■ **Material to process**
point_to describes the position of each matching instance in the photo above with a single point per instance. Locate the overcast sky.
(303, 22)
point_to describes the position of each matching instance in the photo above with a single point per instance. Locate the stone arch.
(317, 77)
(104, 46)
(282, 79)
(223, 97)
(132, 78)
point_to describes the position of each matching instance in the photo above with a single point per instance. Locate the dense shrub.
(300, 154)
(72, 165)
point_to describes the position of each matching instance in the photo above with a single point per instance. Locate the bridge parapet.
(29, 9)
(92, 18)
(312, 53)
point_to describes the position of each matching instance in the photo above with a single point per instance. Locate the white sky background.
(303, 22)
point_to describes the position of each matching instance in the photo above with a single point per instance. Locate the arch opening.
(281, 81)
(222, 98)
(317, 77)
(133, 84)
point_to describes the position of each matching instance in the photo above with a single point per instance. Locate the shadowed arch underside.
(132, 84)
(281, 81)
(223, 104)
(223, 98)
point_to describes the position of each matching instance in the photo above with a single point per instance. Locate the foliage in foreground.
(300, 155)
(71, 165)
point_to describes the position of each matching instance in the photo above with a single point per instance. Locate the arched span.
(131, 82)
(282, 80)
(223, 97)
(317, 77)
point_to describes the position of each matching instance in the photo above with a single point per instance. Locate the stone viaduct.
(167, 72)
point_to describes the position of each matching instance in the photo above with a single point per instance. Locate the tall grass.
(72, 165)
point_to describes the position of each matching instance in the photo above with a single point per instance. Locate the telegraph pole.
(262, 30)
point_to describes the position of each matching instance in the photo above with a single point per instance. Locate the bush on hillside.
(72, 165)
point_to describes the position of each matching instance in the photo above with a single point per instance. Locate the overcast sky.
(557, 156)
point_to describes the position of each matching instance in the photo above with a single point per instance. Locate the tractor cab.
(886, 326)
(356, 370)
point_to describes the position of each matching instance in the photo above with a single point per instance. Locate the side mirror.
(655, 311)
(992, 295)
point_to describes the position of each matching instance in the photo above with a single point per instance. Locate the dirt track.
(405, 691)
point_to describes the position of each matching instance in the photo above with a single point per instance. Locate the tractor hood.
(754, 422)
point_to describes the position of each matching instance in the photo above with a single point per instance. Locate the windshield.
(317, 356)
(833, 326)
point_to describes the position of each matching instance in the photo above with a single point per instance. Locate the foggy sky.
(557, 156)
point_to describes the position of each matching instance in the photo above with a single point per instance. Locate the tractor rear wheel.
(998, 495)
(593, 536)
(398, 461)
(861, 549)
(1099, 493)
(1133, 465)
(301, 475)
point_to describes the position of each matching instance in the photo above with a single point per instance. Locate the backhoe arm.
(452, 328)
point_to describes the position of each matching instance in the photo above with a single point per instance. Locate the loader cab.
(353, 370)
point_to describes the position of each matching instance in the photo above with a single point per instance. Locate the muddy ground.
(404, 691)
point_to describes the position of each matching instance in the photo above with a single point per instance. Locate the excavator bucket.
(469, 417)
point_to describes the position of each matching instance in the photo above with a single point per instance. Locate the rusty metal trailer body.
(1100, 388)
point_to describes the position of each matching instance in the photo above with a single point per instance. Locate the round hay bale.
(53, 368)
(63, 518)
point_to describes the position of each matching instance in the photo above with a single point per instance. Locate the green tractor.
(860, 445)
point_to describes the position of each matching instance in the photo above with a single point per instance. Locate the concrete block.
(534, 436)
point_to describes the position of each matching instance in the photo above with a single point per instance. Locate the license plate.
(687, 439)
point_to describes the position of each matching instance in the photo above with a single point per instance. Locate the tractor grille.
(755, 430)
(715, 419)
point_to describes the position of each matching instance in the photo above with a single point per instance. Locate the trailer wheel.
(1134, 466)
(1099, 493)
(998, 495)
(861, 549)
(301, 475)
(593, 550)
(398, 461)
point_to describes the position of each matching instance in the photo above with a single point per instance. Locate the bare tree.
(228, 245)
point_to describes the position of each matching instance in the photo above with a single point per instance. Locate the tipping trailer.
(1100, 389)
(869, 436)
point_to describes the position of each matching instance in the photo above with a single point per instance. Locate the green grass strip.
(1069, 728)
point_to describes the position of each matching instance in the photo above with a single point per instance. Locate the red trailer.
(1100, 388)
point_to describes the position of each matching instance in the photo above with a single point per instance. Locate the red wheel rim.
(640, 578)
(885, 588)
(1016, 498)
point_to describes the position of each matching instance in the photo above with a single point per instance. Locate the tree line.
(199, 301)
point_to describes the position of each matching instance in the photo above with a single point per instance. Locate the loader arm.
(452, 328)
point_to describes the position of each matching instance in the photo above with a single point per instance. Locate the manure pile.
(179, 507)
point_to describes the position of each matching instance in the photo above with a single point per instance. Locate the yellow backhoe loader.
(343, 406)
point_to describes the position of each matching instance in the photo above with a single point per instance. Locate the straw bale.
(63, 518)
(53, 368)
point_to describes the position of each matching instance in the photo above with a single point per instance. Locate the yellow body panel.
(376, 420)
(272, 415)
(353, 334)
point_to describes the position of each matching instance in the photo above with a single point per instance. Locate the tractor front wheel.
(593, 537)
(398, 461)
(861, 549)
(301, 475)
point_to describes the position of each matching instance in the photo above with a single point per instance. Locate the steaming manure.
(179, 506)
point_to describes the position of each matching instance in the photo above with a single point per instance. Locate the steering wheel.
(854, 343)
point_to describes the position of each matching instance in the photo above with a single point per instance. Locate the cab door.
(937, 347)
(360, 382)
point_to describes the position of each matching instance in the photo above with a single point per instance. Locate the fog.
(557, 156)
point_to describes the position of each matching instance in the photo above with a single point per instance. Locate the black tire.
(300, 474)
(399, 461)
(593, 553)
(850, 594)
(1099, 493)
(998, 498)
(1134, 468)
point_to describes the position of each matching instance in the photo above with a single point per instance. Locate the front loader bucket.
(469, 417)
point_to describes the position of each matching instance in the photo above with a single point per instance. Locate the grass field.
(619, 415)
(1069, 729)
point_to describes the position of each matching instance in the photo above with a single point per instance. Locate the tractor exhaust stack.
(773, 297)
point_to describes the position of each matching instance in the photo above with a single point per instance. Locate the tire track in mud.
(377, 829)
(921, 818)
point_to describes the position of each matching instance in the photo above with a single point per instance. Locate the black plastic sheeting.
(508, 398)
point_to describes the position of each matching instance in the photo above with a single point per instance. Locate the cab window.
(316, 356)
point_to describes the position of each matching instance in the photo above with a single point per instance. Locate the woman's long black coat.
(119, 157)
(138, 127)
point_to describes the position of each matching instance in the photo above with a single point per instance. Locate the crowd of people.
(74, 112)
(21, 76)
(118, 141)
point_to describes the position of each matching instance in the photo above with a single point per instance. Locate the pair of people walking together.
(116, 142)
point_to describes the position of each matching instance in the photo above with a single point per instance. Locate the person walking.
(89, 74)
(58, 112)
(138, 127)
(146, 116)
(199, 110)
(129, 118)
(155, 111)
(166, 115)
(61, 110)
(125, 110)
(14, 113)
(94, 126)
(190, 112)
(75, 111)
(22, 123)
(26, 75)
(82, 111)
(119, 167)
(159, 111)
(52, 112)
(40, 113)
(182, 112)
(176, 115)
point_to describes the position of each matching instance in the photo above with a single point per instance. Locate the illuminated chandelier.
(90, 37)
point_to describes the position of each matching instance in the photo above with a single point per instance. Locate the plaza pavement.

■ **What is asked**
All of the records must be repeated exactly.

■ **The completed task**
point_to describes the position of each matching instance in the photo above with a single point per instance. Locate the overcast sky.
(303, 22)
point_to describes the position of each matching instance in the photo above with a single point per instance. Locate the stone arch.
(317, 77)
(104, 46)
(282, 79)
(223, 97)
(132, 78)
point_to describes the position of each matching instance in the photo above with a single point per instance. Locate the dense shrub.
(300, 154)
(72, 165)
point_to describes the position of each matching instance in the photo above with a single point per instance. Locate the bridge parapet.
(29, 9)
(92, 18)
(312, 53)
point_to describes the position of each matching instance in the photo above with a single point per instance. Locate the white sky background.
(303, 22)
point_to describes the position of each matching instance in the photo above with a single point per instance. Locate the arch opening.
(281, 81)
(222, 98)
(317, 77)
(133, 84)
point_to describes the position of each matching instance in the photo above with a single point per instance. Locate the shadowed arch underside.
(132, 84)
(281, 81)
(223, 104)
(223, 98)
point_to describes the position of each matching instance in the photo above with a single point per instance. Locate the foliage in foreground.
(300, 155)
(71, 165)
point_to describes the position of each matching instance in the photo above with a single point per instance. Locate the arched span.
(131, 82)
(282, 80)
(223, 97)
(317, 77)
point_to describes the position of each matching instance in the photo above with a single point per instance. Locate the stone viaduct.
(167, 72)
point_to describes the position of each matching instance in the photo above with a single point per instance. Locate the tall grass.
(72, 165)
point_to describes the position of each matching instance in the photo above with a single point per instance. Locate the telegraph pole.
(262, 30)
point_to describes the position of each matching instance in the photo above with a single point per instance. Locate the bush on hillside.
(72, 165)
point_to describes the position of each matching instance in the photo above with a single point per instance. Locate the overcast sky.
(557, 156)
point_to describes the position of each matching instance in the photo above with a single point per instance. Locate the tractor cab.
(886, 326)
(356, 370)
point_to describes the position of each matching instance in the photo above with a single point per instance. Locate the side mirror.
(655, 311)
(992, 295)
point_to describes the position of each matching instance in the photo above with a single point per instance. Locate the dirt track.
(405, 691)
point_to describes the position of each matching instance in the photo above with a single point per instance. Locate the tractor hood.
(754, 422)
point_to describes the position of each matching instance in the photo above with a single point per instance. Locate the windshield.
(317, 356)
(833, 326)
point_to describes the position of each matching instance in the photo above with a single point per instance. Locate the foggy sky.
(557, 156)
point_to describes the position of each matching instance in the photo above with a single point per instance. Locate the tractor rear wheel.
(998, 495)
(593, 536)
(398, 461)
(861, 549)
(1099, 493)
(1133, 465)
(301, 475)
point_to describes the position of each matching instance in the photo above with a single point per instance. Locate the backhoe arm.
(452, 328)
point_to describes the position of each matching instance in the photo above with a single point per instance. Locate the loader cab.
(353, 370)
point_to describes the position of each matching instance in the photo above with a single point per instance. Locate the muddy ground.
(404, 691)
point_to describes the position of each matching instance in the photo above with a single point per instance. Locate the excavator bucket.
(469, 417)
point_to describes the position of each matching instance in the photo above with a single point per instance. Locate the rusty metal trailer body.
(1100, 388)
point_to describes the position of each matching instance in the photo above with a single point per instance. Locate the round hay bale.
(53, 368)
(63, 518)
point_to describes the position of each matching instance in the photo above with a single point per instance. Locate the green tractor.
(860, 445)
point_to describes the position of each matching instance in the photo above with a single point per instance. Locate the concrete block.
(534, 436)
point_to describes the position of each matching instance in the photo above with a single point per instance. Locate the license plate.
(687, 439)
point_to describes the position of each matching instance in the photo above with a single point per instance. Locate the tractor grille.
(755, 430)
(715, 419)
point_to describes the position of each matching instance in the photo above with a single point per instance. Locate the trailer wheel.
(1134, 466)
(1099, 493)
(998, 495)
(861, 549)
(301, 475)
(593, 550)
(398, 461)
point_to describes the position of each matching instance in the photo above with a single point per instance. Locate the bare tree.
(228, 245)
point_to describes the position of each matching instance in the photo above with a single point per instance. Locate the tipping trailer.
(1100, 389)
(869, 436)
point_to describes the position of each matching instance in the photo above with a single point per instance. Locate the green grass strip.
(1069, 728)
point_to describes the position of each matching instance in the photo above with a single point per instance. Locate the red trailer.
(1100, 388)
point_to describes the position of each matching instance in the photo above with a single point per instance. Locate the red wheel rim.
(640, 578)
(885, 588)
(1016, 498)
point_to describes the position of each matching instance in the photo above with a single point per instance. Locate the tree line.
(199, 301)
point_to describes the position of each matching instance in the photo above with a single point per instance. Locate the loader arm.
(452, 328)
point_to describes the position of each matching instance in the photo above with a single point per instance. Locate the manure pile.
(179, 507)
point_to describes the position of each matching instance in the photo above with a single point per instance. Locate the yellow backhoe loader.
(343, 406)
point_to describes the position of each matching instance in the photo above with a single point per instance. Locate the straw bale.
(63, 518)
(53, 368)
point_to describes the position of each matching instance in the photo above with a single point per instance. Locate the yellow body panel.
(376, 420)
(272, 415)
(353, 334)
point_to describes the position of each matching instance in the photo above with a single point per instance. Locate the tractor front wheel.
(593, 537)
(398, 461)
(861, 549)
(301, 475)
point_to describes the position of each matching instance in the photo above with a single point per instance. Locate the steaming manure.
(179, 506)
point_to describes the position of each matching instance in the photo above with a single point per instance. Locate the steering wheel.
(854, 343)
point_to describes the position of each matching instance in the photo above with a single point per instance. Locate the cab door.
(937, 347)
(360, 382)
point_to describes the position of each matching instance in the photo above with a single point per instance. Locate the fog.
(557, 156)
point_to describes the position of each matching instance in the photo above with a single point per instance. Locate the black tire.
(300, 474)
(399, 461)
(593, 553)
(850, 594)
(1099, 493)
(998, 498)
(1134, 468)
point_to describes the position of each matching instance in the photo above with a single point per instance. Locate the front loader bucket.
(469, 417)
point_to describes the position of each matching instance in the photo above with a single point per instance. Locate the grass field.
(619, 415)
(1069, 729)
point_to describes the position of each matching instance in the photo above with a single point per instance. Locate the tractor exhaust stack.
(773, 297)
point_to describes the position of each matching instance in the photo above with a single point per instance. Locate the tire track in mud.
(377, 829)
(921, 818)
point_to describes the position of each matching instance in the photo above with a single point per instance. Locate the black plastic sheeting.
(508, 398)
point_to describes the position of each matching instance in the photo above with a single point per instance. Locate the cab window.
(316, 356)
point_to describes the position of each matching instance in the photo above with a single point per instance. Locate the woman's long black coat.
(119, 157)
(138, 127)
point_to describes the position of each matching instance in the photo above with a single point per instance. Locate the crowd of people.
(74, 112)
(21, 76)
(118, 141)
point_to describes the position of each matching instance in the photo above with a single point per instance. Locate the pair of people walking together.
(116, 142)
point_to describes the position of each matching instance in the photo above with a single point per instance. Locate the person walking.
(89, 74)
(58, 112)
(138, 127)
(146, 116)
(199, 110)
(129, 118)
(155, 111)
(166, 115)
(61, 110)
(125, 110)
(14, 113)
(94, 126)
(190, 112)
(75, 111)
(22, 123)
(26, 75)
(82, 111)
(119, 167)
(159, 111)
(52, 112)
(40, 113)
(182, 112)
(176, 115)
point_to describes the position of each matching instance in the photo above with a single point per instance. Locate the illuminated chandelier.
(90, 37)
point_to describes the position of each matching instance in the photo above with a single point per instance. Locate the plaza pavement.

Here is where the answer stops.